## [EXCERPTED TEXT]
[Start of Attachment]

So now, you are the other thing, the holy thing, the pure thing, no matter what Satan or the world or your sinful flesh may tell you. You are not a worthless sack of flesh. Rather, the Lord formed your inward parts and knitted you together in your mother’s womb because he wanted you to rest with your flesh in His arms forever. You are not an accident, not a mistake, not a meaningless ball of muscle and blood. You are fearfully and wonderfully made by a God who has taken you out of this world of sin and given you His kingdom.
Though the world may not see you, though those you want to love you may treat you as invisible and worthless, you are not hidden from your Lord. And the One who made you in secret does not have secret love for you. He confessed it before the sight of the world in the cross of Jesus Christ.
Once you did not exist, but God’s love for you existed. So He made you, the one who once was not. Once you were lost in the darkness of your guilt. But then the Son of God made the sins that condemned you no more and gave you the right to live in His light forever. Once you were an orphan outside the Kingdom. But now the Holy Spirit has made that orphan into His royal Son of God through the waters of baptism. He has spoken. That’s the new reality.
FRIDAY
In the days since the sexual revolution, Christians often embrace a rather bad habit when it comes to understanding St. Paul’s words in Ephesians 5, in particular when Paul says that women are to submit to their husbands. We know we’re supposed to believe what the Bible says, but bad actors demanded that “submit” included things it shouldn’t include, like accepting abuse or infidelity, and so we explain away the word “submit” until it doesn’t mean anything anymore, until it doesn’t require anything of you. “‘Submit’ doesn’t mean ‘obey’ or ‘yield to,” we often insist. “It just means ‘respect,’” or something else that doesn’t actually require you to submit to someone you don’t want to submit to. As our culture began to swing towards the left, a political term I use rather trepidatiously, we redefined a biblical concept so we could swing along.
Well, now as many aspects of our culture swing to the right (again “trepidatiously,”) I’ve noticed that we’ve started to do the same thing with our understanding of the word “love.” For some time, bad actors have insisted that “love” included things it shouldn’t include, that it meant you had to embrace people’s sins and perversions, that you had to sacrifice your own culture to welcome theirs, whatever it might be. And so, in the backlash, we’ve explained the idea away. Love, we insist, doesn’t mean giving of yourself to people outside of your family or self-chosen community. It doesn’t mean changing your life for people who shouldn’t be in your life in the first place. Love doesn’t mean anything that would require us to love someone we don’t want to love.

[End of Attachment]

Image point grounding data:
[Start of Attachment]

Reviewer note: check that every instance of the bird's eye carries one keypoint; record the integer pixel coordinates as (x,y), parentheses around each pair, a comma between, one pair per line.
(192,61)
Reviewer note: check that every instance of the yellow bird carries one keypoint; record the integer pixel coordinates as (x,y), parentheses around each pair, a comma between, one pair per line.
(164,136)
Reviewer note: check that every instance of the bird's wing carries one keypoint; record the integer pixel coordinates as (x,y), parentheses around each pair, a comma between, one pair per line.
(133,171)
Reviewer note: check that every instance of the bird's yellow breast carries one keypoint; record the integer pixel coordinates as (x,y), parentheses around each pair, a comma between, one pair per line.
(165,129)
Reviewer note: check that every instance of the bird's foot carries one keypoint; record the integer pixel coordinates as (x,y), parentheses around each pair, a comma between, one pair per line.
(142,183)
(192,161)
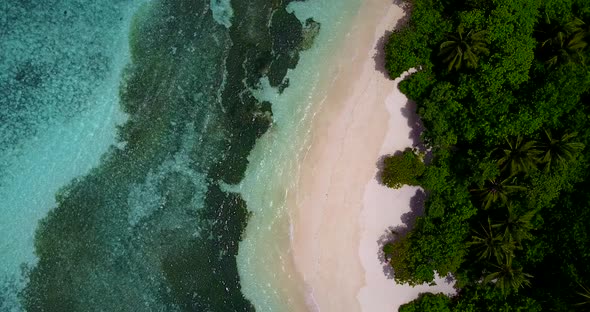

[End of Attachment]

## [ACTIVITIES]
a: In the devotional excerpt, in what did the One who made you confess His love before the sight of the world?
b: Substitute "body" for "flesh" in the devotional excerpt, starting at "So now, you" and ending at "of Jesus Christ.".

## [SOLUTION SET]
a: In the cross of Jesus Christ.

b:
So now, you are the other thing, the holy thing, the pure thing, no matter what Satan or the world or your sinful body may tell you. You are not a worthless sack of body. Rather, the Lord formed your inward parts and knitted you together in your mother’s womb because he wanted you to rest with your body in His arms forever. You are not an accident, not a mistake, not a meaningless ball of muscle and blood. You are fearfully and wonderfully made by a God who has taken you out of this world of sin and given you His kingdom.
Though the world may not see you, though those you want to love you may treat you as invisible and worthless, you are not hidden from your Lord. And the One who made you in secret does not have secret love for you. He confessed it before the sight of the world in the cross of Jesus Christ.